TO DO
Present every line of the data below as a numbered list, omitting any blank lines.

GIVEN ENTRIES
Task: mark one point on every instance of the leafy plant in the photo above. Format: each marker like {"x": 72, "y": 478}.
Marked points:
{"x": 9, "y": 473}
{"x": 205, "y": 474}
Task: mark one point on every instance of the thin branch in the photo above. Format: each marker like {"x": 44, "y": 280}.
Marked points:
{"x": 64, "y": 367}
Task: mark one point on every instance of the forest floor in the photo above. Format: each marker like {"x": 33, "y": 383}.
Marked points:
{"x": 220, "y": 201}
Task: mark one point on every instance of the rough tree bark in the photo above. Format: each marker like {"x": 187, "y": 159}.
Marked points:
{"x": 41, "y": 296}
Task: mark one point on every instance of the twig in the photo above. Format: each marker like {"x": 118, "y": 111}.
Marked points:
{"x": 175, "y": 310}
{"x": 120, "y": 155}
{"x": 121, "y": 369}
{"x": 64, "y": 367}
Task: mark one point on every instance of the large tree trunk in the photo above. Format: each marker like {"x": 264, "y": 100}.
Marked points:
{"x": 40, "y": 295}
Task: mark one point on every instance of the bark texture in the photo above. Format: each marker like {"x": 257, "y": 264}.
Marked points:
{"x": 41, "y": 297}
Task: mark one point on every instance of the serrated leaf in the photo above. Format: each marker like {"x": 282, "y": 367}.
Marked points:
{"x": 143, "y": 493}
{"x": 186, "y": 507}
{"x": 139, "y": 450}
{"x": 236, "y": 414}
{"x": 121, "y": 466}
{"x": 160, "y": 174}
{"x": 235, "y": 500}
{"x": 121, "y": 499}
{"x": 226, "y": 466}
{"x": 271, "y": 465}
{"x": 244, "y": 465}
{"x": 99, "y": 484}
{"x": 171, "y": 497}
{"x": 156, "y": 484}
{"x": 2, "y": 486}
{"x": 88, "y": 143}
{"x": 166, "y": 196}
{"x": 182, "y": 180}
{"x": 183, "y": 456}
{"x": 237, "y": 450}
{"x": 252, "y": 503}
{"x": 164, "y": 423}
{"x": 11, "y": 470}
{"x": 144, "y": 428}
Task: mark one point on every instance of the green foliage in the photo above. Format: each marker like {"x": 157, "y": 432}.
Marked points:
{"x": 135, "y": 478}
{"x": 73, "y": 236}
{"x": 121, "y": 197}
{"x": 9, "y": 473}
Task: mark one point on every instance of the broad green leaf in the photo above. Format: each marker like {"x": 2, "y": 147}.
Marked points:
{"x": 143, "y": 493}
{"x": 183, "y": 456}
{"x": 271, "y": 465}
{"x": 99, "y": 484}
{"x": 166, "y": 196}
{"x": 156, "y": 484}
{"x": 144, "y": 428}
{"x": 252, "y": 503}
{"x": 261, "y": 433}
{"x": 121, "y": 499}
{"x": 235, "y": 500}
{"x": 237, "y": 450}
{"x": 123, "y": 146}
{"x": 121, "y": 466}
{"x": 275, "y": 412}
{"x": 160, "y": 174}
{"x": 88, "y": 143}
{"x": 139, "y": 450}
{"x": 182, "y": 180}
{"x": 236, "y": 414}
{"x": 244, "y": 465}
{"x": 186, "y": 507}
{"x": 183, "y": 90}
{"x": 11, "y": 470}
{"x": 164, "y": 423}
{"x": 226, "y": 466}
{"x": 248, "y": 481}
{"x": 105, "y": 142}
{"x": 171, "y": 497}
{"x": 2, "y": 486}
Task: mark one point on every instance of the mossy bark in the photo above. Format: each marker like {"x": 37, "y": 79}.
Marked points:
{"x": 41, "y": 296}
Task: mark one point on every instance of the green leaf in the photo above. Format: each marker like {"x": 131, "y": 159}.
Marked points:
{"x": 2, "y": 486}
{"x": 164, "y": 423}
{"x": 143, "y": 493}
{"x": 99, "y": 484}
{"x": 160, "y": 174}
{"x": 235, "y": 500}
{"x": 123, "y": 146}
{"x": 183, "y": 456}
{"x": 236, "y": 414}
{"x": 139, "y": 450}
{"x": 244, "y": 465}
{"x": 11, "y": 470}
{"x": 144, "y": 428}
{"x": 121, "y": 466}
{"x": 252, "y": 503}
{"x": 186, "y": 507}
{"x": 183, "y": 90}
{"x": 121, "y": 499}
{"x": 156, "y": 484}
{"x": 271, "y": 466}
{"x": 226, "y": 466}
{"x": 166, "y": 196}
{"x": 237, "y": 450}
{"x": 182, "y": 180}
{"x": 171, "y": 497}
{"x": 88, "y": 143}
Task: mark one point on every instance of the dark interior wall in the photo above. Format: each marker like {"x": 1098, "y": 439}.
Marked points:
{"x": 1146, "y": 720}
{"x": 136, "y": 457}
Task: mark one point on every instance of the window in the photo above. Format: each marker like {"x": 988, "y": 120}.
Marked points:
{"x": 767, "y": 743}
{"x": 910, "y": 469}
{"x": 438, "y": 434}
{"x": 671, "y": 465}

WRITTEN RESPONSE
1. Task: mark one point on every instance of the leafy plant in the photo above. Format: each marker like {"x": 72, "y": 478}.
2. Marked points:
3. {"x": 9, "y": 473}
4. {"x": 205, "y": 474}
5. Task: mark one point on every instance of the thin branch in the photo above. Format: each marker like {"x": 44, "y": 280}.
6. Marked points:
7. {"x": 64, "y": 367}
8. Task: mark one point on every instance of the forest floor in the photo above. Format: each marker like {"x": 33, "y": 383}.
9. Marked points:
10. {"x": 220, "y": 201}
11. Task: mark one point on every instance of the rough tree bark in the photo above. Format: each marker like {"x": 187, "y": 159}.
12. Marked points:
13. {"x": 41, "y": 296}
14. Task: mark one point on every instance of the twig in the photo above. Format: each marker like {"x": 118, "y": 111}.
15. Marked points:
16. {"x": 175, "y": 310}
17. {"x": 120, "y": 155}
18. {"x": 121, "y": 369}
19. {"x": 64, "y": 367}
20. Task: mark one point on every instance of the large tree trunk in the photo above. Format: each marker like {"x": 264, "y": 100}.
21. Marked points:
22. {"x": 40, "y": 295}
23. Task: mark one point on every instance of the bark texture in the photo above. Format: each marker like {"x": 257, "y": 264}.
24. Marked points:
25. {"x": 41, "y": 297}
26. Task: mark one point on every instance of the serrated leaf in the photo above. Format: each marker like {"x": 282, "y": 367}.
27. Marked points:
28. {"x": 143, "y": 493}
29. {"x": 186, "y": 507}
30. {"x": 139, "y": 450}
31. {"x": 236, "y": 414}
32. {"x": 121, "y": 466}
33. {"x": 160, "y": 174}
34. {"x": 235, "y": 500}
35. {"x": 121, "y": 499}
36. {"x": 226, "y": 466}
37. {"x": 271, "y": 465}
38. {"x": 244, "y": 465}
39. {"x": 99, "y": 484}
40. {"x": 171, "y": 497}
41. {"x": 156, "y": 484}
42. {"x": 2, "y": 486}
43. {"x": 88, "y": 143}
44. {"x": 166, "y": 196}
45. {"x": 182, "y": 180}
46. {"x": 183, "y": 456}
47. {"x": 237, "y": 450}
48. {"x": 252, "y": 503}
49. {"x": 164, "y": 423}
50. {"x": 11, "y": 470}
51. {"x": 144, "y": 428}
52. Task: mark one point on every instance of the green foliage in the photo above. Format: each marker like {"x": 157, "y": 432}.
53. Marked points:
54. {"x": 135, "y": 478}
55. {"x": 73, "y": 236}
56. {"x": 121, "y": 197}
57. {"x": 9, "y": 473}
58. Task: mark one point on every instance of the broad green leaf in the photo above. Format: each marker like {"x": 2, "y": 147}.
59. Marked points:
60. {"x": 143, "y": 493}
61. {"x": 183, "y": 456}
62. {"x": 271, "y": 465}
63. {"x": 99, "y": 484}
64. {"x": 166, "y": 196}
65. {"x": 156, "y": 484}
66. {"x": 144, "y": 428}
67. {"x": 252, "y": 503}
68. {"x": 261, "y": 433}
69. {"x": 121, "y": 499}
70. {"x": 235, "y": 500}
71. {"x": 237, "y": 450}
72. {"x": 123, "y": 146}
73. {"x": 121, "y": 466}
74. {"x": 275, "y": 412}
75. {"x": 160, "y": 174}
76. {"x": 88, "y": 143}
77. {"x": 139, "y": 450}
78. {"x": 182, "y": 180}
79. {"x": 236, "y": 414}
80. {"x": 244, "y": 465}
81. {"x": 186, "y": 507}
82. {"x": 183, "y": 90}
83. {"x": 11, "y": 470}
84. {"x": 164, "y": 423}
85. {"x": 226, "y": 466}
86. {"x": 248, "y": 481}
87. {"x": 105, "y": 142}
88. {"x": 171, "y": 497}
89. {"x": 2, "y": 486}
90. Task: mark one point on every instance of the mossy bark in the photo above. Format: each marker like {"x": 37, "y": 79}.
91. Marked points:
92. {"x": 41, "y": 296}
93. Task: mark one point on every instance of the green leaf in the photo above. Format: each marker like {"x": 131, "y": 159}.
94. Marked points:
95. {"x": 2, "y": 486}
96. {"x": 164, "y": 423}
97. {"x": 143, "y": 493}
98. {"x": 99, "y": 484}
99. {"x": 160, "y": 174}
100. {"x": 235, "y": 500}
101. {"x": 123, "y": 146}
102. {"x": 183, "y": 456}
103. {"x": 236, "y": 414}
104. {"x": 139, "y": 450}
105. {"x": 244, "y": 465}
106. {"x": 11, "y": 470}
107. {"x": 144, "y": 428}
108. {"x": 121, "y": 466}
109. {"x": 252, "y": 503}
110. {"x": 186, "y": 507}
111. {"x": 183, "y": 90}
112. {"x": 121, "y": 499}
113. {"x": 156, "y": 484}
114. {"x": 271, "y": 466}
115. {"x": 226, "y": 466}
116. {"x": 166, "y": 196}
117. {"x": 237, "y": 450}
118. {"x": 182, "y": 180}
119. {"x": 171, "y": 497}
120. {"x": 88, "y": 143}
121. Task: mark one point on every instance of the dark interior wall in the photo above. Format: each marker like {"x": 1098, "y": 439}.
122. Marked points:
123. {"x": 1146, "y": 720}
124. {"x": 136, "y": 457}
125. Task: mark one point on every instance of the window in the photo above. Format: each marker like {"x": 988, "y": 120}.
126. Marked points:
127. {"x": 767, "y": 743}
128. {"x": 910, "y": 469}
129. {"x": 438, "y": 434}
130. {"x": 671, "y": 465}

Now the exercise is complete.